→ **Selected passage**
MOI is soulful luxury. It is meant for everyday and forever! We only work with high-quality, enduring materials, from precious metals to genuine gemstones.
The metal of royalty, gold has long been coveted for its reddish gold sheen and resistance to oxidation or corrosion. Although rare, gold is a highly malleable metallic element and is found throughout the world. Pure gold is very soft, so it's alloyed with other metals like copper, silver, and zinc to create the 14 karat gold that we use. This means that 14 out of 24 parts are gold, giving you the ideal balance of luxurious color, bright shine, and long-lasting strength.
14 Karat Gold : 14K gold with 58.4%(14 out of 24 parts) gives a subtle hue to the pieces and tightly holds and secures the diamonds and gemstones. It is appropriate for everyday-wear; scratches less and doesn’t bend or wear out easily.
18 Karat Gold : purity though seldom used in our designs is also appropriate for everyday-wear but we prefer to use 14K gold for its strength in holding the gemstones in place.
22 Karat Gold : 22K gold has 91.67% (22 out of 24 parts) purity and is mostly used in our designs that use the kundan setting (see glossary).
24 Karat Gold : 24k gold has 99.9% purity, is technically a gold foil as it is the purest and hence the most malleable. It is only used in our designs that use the kundan setting (see glossary).
925 Silver : The extremely ductile 925 Sterling Silver is an alloy made of 92.5% pure silver and 7.5% copper.
The Four C's of Diamonds, Cut, Color, Clarity, and Carat, are the basics that are used to select and grade all diamonds.

→ **Short problem 1**
Translate this sentence from the jewelry materials text into Spanish: "The extremely ductile 925 Sterling Silver is an alloy made of 92.5% pure silver and 7.5% copper."
→ **Short problem 2**
Carry the jewelry materials text forward from its final sentence about the Four C's of diamonds.
The data has no connection to the jewelry materials text.

→ **Entries shown**

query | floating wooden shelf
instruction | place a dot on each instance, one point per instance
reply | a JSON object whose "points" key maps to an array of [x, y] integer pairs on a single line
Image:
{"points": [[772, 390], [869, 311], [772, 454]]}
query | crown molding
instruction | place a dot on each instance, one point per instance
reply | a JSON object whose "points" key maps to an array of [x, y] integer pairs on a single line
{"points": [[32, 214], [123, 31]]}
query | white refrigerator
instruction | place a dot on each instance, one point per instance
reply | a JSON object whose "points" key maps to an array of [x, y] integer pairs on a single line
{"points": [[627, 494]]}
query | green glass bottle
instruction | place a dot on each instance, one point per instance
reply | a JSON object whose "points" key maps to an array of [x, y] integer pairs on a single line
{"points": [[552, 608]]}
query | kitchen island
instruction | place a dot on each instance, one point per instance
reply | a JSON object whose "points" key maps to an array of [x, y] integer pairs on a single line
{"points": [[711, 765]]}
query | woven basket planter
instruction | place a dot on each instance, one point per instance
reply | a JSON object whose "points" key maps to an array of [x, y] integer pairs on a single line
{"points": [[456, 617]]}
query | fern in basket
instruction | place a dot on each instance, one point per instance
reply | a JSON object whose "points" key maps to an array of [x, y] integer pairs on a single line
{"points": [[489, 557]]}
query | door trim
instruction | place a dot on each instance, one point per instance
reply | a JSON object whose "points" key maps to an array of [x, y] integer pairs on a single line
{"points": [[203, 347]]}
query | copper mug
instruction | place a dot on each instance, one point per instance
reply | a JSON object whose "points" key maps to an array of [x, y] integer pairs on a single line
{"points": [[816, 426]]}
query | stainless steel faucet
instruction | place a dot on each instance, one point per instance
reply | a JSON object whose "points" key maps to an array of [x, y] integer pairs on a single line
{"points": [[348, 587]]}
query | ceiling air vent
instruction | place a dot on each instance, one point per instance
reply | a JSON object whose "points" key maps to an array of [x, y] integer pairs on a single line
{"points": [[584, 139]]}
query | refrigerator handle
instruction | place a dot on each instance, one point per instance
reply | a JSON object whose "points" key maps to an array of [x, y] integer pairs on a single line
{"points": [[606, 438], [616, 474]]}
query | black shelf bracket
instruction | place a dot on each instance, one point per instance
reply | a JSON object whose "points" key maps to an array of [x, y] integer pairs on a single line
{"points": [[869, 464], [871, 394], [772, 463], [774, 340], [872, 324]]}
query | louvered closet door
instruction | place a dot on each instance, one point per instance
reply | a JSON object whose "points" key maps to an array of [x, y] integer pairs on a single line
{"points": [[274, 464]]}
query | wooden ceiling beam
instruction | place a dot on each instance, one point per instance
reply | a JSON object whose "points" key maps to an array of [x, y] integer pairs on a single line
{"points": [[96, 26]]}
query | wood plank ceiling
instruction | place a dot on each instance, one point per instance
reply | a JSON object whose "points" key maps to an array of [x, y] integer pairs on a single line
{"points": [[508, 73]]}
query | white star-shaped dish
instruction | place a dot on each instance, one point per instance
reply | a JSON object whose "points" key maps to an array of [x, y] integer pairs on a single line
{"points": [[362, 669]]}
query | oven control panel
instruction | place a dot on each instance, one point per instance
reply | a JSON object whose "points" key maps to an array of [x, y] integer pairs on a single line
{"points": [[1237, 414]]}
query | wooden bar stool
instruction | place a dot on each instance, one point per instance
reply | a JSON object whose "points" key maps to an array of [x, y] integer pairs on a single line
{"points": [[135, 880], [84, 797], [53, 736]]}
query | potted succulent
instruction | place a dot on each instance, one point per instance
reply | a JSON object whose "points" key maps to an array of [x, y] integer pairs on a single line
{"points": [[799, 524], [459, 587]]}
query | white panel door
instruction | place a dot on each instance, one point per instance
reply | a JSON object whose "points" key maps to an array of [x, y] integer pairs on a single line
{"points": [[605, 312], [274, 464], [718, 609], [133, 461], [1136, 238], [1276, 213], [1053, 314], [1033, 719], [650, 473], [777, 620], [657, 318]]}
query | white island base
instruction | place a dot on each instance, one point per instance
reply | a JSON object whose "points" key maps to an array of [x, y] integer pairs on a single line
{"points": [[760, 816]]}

--

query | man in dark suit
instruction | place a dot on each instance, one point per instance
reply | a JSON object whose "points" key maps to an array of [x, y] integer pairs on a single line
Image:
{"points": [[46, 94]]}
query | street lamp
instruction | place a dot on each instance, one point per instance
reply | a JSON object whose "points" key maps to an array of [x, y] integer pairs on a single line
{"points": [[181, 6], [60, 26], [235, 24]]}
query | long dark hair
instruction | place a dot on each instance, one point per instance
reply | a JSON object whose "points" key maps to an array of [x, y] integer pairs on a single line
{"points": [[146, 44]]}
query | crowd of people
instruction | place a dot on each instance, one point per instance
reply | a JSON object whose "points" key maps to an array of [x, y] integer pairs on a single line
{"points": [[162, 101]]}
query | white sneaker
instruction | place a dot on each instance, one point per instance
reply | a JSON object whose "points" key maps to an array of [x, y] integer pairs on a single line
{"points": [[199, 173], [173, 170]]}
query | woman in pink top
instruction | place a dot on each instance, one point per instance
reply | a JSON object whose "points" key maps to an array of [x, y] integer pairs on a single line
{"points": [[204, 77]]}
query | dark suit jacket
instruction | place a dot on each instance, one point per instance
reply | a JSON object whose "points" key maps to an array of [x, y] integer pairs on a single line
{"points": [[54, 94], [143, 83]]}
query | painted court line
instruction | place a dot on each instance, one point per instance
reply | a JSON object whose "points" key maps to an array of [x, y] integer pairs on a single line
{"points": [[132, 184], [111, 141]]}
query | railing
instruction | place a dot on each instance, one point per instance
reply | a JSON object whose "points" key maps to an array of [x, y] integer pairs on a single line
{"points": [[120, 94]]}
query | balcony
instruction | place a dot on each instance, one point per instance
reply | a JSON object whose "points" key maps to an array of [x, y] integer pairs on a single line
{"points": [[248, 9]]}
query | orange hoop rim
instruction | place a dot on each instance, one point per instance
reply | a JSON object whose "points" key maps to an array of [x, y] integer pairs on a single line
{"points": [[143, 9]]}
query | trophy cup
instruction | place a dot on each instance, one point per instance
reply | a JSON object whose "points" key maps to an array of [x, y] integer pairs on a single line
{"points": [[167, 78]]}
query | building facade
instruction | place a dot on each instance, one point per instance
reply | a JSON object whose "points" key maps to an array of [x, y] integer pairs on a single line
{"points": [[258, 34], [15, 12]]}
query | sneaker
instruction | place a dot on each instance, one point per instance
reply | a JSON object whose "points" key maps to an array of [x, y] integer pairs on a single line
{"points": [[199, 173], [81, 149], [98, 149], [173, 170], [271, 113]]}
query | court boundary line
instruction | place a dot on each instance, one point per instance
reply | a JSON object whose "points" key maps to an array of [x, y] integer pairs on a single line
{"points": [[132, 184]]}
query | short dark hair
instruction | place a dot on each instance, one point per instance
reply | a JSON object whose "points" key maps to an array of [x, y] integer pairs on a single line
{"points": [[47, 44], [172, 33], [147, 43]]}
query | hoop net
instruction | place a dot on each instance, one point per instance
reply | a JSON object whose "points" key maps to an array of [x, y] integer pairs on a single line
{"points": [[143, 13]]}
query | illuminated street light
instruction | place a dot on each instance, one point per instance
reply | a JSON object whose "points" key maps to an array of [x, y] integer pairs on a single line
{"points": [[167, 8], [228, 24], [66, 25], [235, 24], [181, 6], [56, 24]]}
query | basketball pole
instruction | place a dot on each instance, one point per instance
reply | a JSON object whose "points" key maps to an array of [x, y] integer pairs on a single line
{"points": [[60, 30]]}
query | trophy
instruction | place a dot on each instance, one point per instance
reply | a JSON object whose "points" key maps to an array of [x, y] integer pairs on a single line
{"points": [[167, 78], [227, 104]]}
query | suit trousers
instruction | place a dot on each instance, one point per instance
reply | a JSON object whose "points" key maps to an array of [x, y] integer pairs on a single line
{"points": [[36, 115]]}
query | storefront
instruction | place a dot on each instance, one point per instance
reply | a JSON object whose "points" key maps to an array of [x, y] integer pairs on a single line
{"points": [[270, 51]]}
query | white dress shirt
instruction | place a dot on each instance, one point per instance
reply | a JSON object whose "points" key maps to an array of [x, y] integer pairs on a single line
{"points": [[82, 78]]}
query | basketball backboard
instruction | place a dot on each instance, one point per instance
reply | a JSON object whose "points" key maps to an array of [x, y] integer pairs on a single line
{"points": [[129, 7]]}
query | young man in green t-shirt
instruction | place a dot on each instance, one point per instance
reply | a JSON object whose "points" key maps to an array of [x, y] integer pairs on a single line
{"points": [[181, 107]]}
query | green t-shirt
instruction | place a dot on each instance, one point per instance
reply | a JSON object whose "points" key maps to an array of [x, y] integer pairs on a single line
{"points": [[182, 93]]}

→ **Written reply 1**
La plata de ley 925, extremadamente dúctil, es una aleación compuesta de 92,5 % de plata pura y 7,5 % de cobre.

→ **Written reply 2**
The different cuts and colors of Diamonds we use are :
Brilliant-cut Diamond : Can you think of a better name for the sparkling look of the brilliant cut? With a precise arrangement of 57 facets, the brilliant cut is the benchmark for white diamonds. These stones represent the pinnacle of the gem cutter's art and bring unmatched brightness to any setting.
Rose-cut Diamond : A throwback to the centuries-old cut, the simple and stunning rose cut was the jeweler's cut of choice for hundreds of years. Unlike round brilliant cuts, the rose cut is flat on its bottom with a domed surface, giving any setting an architectural beauty and creating a more subtle and understated sparkle. It is usually round but sometimes oval too.
Single - cut Diamond : Also called “Melee” diamonds, these are cut as round brilliants but have fewer than the standard 57 or 58 of facets are referred to as “single cut”.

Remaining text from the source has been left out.